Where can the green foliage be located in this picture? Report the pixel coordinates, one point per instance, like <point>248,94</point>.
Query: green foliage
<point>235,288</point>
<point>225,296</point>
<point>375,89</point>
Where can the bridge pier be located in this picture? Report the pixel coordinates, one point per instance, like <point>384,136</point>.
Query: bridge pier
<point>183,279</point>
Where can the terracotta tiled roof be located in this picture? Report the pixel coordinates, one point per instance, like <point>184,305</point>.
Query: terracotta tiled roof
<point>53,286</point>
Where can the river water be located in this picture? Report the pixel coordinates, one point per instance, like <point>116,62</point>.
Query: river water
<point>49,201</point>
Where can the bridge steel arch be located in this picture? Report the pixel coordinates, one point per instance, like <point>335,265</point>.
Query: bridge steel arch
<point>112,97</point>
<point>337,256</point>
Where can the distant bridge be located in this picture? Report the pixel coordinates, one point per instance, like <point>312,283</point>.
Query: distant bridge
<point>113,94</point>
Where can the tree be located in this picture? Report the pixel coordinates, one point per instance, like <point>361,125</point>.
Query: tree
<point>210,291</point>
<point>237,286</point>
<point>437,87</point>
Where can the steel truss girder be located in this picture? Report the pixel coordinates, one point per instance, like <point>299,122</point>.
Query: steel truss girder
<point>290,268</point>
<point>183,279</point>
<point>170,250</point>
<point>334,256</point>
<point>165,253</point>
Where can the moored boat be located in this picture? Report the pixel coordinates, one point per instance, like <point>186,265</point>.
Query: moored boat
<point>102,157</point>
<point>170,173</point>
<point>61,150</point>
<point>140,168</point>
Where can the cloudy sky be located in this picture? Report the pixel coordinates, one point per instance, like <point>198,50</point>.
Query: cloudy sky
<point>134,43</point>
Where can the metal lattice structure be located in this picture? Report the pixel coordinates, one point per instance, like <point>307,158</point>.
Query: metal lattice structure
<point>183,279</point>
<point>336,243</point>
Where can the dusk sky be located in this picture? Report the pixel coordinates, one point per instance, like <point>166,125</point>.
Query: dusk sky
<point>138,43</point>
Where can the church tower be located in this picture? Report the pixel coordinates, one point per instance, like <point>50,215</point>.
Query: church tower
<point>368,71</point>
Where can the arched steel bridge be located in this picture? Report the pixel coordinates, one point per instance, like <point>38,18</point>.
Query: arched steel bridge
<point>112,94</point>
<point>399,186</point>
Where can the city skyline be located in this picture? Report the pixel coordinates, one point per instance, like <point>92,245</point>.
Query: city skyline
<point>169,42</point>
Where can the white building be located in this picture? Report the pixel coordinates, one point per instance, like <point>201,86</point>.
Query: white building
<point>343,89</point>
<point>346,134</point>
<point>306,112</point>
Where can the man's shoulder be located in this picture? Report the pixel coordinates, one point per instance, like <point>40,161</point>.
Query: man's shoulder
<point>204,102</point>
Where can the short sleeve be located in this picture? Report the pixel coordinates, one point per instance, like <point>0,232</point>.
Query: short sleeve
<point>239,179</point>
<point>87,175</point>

◇ ◇ ◇ ◇

→ **任务简述**
从含有“Where can the terracotta”的那一行开始，到含有“<point>53,286</point>”的那一行结束，将记录中的这几行一字不改地抄写出来，首尾两行都要包括在内，其余各行不抄。

→ **本题答案**
Where can the terracotta tiled roof be located in this picture? Report the pixel coordinates, one point per instance, like <point>184,305</point>.
Query: terracotta tiled roof
<point>53,286</point>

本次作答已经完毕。